» Required task 1: Please extract every line of the listing that contains the word "green", treating uppercase and lowercase as different.

Russian President Vladimir Putin

A group of Chinese warships has arrived in Russia's Far Eastern city of Vladivostok to participate in the second round of joint naval exercises.

Russian Pacific Fleet spokesman Vladimir Matveyev said that the Naval Interaction 2017 drills will consist of a shoreline phase in Vladivostok, where the fleet is headquartered, from September 18-21.

The maneuvers will also include an at-sea phase from September 22-26 that will unfold in the Sea of Japan and the southern part of the Sea of Okhotsk.

Matveyev said the drills will involve a total of 11 surface ships, two submarines, two deep-sea rescue vehicles, four antisubmarine aircraft, and four deck-based helicopters.

The first part of Naval Interaction 2017 was conducted in the Baltic Sea in July.

Russia and China frequently present a united front in the face of that they say are U.S. efforts to dominate the world.

They are the leading members of the Shanghai Cooperation Organization (SCO), a Eurasian military, political, and economic bloc formed in 2001.

The two neighboring countries have been holding joint military exercises for more than a decade and conducted their first joint naval drills in 2012.

» Data supplied:
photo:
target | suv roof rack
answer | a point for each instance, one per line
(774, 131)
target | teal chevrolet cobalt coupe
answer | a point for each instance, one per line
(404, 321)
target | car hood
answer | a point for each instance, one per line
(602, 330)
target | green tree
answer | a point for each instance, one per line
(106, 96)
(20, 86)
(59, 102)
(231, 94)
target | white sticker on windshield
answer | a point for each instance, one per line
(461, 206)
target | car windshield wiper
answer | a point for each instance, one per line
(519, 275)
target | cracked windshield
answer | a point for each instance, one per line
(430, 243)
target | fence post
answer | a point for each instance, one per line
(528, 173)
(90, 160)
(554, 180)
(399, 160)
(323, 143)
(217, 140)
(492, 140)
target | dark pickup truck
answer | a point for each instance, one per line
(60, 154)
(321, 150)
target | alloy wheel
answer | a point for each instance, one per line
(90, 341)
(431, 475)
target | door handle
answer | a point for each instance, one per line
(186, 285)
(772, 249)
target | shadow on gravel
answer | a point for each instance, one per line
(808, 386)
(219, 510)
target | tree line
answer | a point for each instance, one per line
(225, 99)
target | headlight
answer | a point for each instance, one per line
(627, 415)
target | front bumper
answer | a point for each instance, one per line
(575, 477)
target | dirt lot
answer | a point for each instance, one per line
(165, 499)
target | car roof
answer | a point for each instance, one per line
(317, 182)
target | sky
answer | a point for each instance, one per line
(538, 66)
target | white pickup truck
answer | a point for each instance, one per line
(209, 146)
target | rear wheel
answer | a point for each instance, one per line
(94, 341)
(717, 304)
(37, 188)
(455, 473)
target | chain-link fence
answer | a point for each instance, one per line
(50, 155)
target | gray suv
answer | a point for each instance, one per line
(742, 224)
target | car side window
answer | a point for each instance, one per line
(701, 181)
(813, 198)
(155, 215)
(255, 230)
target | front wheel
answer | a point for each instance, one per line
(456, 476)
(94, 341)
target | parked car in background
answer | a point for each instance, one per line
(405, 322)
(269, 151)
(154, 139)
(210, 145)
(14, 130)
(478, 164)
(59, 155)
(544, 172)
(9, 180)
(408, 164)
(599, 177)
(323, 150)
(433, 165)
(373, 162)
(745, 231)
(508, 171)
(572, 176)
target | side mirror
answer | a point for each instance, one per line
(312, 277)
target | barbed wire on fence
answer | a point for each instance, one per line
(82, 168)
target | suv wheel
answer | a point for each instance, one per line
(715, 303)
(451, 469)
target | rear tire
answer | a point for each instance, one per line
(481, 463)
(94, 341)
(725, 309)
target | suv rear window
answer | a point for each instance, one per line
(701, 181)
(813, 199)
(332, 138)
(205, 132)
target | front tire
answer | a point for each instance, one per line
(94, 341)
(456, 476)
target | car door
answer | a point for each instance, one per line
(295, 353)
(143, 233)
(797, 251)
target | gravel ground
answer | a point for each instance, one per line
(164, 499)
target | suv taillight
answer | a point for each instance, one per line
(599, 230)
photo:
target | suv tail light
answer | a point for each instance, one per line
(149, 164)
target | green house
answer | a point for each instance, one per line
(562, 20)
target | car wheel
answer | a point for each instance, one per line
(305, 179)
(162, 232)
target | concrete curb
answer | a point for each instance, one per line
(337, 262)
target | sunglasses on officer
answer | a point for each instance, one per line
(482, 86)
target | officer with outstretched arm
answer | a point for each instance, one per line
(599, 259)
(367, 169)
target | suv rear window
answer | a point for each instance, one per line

» Required task 2: Carry on the news piece about the Russia-China naval drills, picking up after its final sentence.

» Reply 1:
target | green tree
target | green house

» Reply 2:
In the past three years, Moscow has stepped up its pursuit of stronger relations with Beijing as it faces off with the West over Russia’s aggression in Ukraine.

The latest exercises are taking place not far from North Korea amid continuing tensions over the isolated state's nuclear ambitions. Both Moscow and Beijing have repeatedly called for a peaceful solution and talks to resolve the issue.

The maneuvers also come as Russian President Vladimir Putin was due to attend large-scale joint military exercises with Belarus that have alarmed neighboring states.

Moscow and Minsk say the Zapad 2017 maneuvers in Belarus and parts of western Russia involve 12,700 troops.

However, NATO expects the actual number could be up to 100,000 in what Western officials call a Russian show of power amid the ongoing standoff over Moscow’s seizure of Ukraine’s Crimea region in 2014 and its backing of separatists in the country’s east.